▶ Supplied data:
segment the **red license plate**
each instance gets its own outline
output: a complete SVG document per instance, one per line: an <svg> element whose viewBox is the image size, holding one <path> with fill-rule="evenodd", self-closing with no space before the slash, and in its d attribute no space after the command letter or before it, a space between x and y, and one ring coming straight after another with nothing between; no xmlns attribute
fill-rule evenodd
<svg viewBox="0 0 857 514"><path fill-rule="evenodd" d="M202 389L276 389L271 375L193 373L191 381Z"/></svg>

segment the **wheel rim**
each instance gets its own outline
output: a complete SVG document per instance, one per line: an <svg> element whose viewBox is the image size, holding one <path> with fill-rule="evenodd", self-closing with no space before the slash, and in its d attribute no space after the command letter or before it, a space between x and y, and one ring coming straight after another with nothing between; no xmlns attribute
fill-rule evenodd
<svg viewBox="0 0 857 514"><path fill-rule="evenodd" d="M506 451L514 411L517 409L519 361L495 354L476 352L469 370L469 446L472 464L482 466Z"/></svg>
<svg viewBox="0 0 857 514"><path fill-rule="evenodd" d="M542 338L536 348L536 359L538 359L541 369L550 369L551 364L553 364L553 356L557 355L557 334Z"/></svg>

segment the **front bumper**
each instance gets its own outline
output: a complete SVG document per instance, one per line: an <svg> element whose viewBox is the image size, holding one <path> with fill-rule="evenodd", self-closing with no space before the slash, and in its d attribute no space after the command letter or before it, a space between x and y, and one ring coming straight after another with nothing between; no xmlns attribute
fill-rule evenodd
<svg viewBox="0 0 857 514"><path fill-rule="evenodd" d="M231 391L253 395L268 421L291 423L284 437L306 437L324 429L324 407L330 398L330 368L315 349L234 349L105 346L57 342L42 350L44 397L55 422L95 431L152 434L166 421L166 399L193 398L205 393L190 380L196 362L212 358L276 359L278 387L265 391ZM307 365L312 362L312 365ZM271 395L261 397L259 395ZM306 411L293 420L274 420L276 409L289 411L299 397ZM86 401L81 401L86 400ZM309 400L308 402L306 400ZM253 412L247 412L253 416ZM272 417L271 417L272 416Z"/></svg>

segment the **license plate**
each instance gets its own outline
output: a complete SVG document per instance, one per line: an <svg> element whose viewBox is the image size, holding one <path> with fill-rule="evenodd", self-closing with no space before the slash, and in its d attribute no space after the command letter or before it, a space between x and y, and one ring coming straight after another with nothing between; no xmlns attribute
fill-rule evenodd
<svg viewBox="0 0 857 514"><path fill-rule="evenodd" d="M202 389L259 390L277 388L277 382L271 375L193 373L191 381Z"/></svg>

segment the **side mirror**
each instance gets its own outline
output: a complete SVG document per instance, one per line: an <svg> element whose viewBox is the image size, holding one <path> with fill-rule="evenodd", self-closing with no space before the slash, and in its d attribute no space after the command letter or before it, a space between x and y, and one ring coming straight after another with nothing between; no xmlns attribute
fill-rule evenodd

▶ Goal: Rewrite every line of the listing above, replacing "its own outline" with "a separate outline" wherever it occurs and leaving everything else as it is.

▶ Completed task:
segment the **red license plate**
each instance gets a separate outline
output: a complete SVG document per instance, one per line: an <svg> element whose viewBox is the image size, holding one <path> with fill-rule="evenodd", self-closing with no space before the slash, and in its d attribute no space after the command letter or before it, a space between x and y, and one ring coming straight after another with nothing between; no xmlns attribute
fill-rule evenodd
<svg viewBox="0 0 857 514"><path fill-rule="evenodd" d="M202 389L276 389L271 375L193 373L191 381Z"/></svg>

segment the **wheel rim**
each instance gets a separate outline
output: a complete SVG document per instance, one per line: an <svg> element whose viewBox is the image size, holding one <path> with fill-rule="evenodd", self-closing with no space before the slash, and in its d attribute no space after the command letter or before it, a space between x and y, and one ring coming straight after another with nothing between; no xmlns attribute
fill-rule evenodd
<svg viewBox="0 0 857 514"><path fill-rule="evenodd" d="M506 451L514 411L517 409L519 361L495 354L476 352L469 370L469 446L472 464L482 466Z"/></svg>
<svg viewBox="0 0 857 514"><path fill-rule="evenodd" d="M542 338L536 348L536 359L538 359L541 369L550 369L551 364L553 364L553 356L557 355L557 334Z"/></svg>

segment the **front bumper**
each instance gets a separate outline
output: a complete SVG document per instance, one per line: an <svg> element whose viewBox is the image size, holding one <path> with fill-rule="evenodd", self-closing with no space before the slash, and in its d attribute no space after the command letter or before it, a space between x and y, and one ring coming straight after another with nothing between; no xmlns attribute
fill-rule evenodd
<svg viewBox="0 0 857 514"><path fill-rule="evenodd" d="M231 391L253 395L268 421L291 423L284 437L306 437L324 429L324 407L330 398L330 368L315 349L234 349L105 346L57 342L42 350L44 397L55 422L95 431L152 434L166 421L166 399L193 398L205 393L190 380L196 362L212 358L276 359L278 387L265 391ZM307 365L312 362L312 365ZM271 395L261 397L259 395ZM306 411L293 420L274 420L276 409L289 411L299 397ZM86 401L81 401L86 400ZM309 400L308 402L306 400ZM253 412L247 412L253 416ZM272 417L271 417L272 416Z"/></svg>

segment the **license plate**
each instance gets a separate outline
output: a complete SVG document per instance, one per line: an <svg> element whose viewBox is the image size, holding one <path> with fill-rule="evenodd", self-closing with no space before the slash, and in its d attribute no space after the command letter or before it, a space between x and y, and one ring coming straight after another with nothing between; no xmlns attribute
fill-rule evenodd
<svg viewBox="0 0 857 514"><path fill-rule="evenodd" d="M202 389L259 390L277 388L277 382L271 375L193 373L191 381Z"/></svg>

segment the **side mirror**
each instance gets a separate outline
output: a complete SVG document per instance, one per line: an <svg> element whose viewBox is the image size, holding one <path> with fill-rule="evenodd", self-closing with no space before the slash, and in its d attribute no space after the command letter or before it, a space between x and y, and one ring coming straight after another with nothing between; no xmlns attribute
fill-rule evenodd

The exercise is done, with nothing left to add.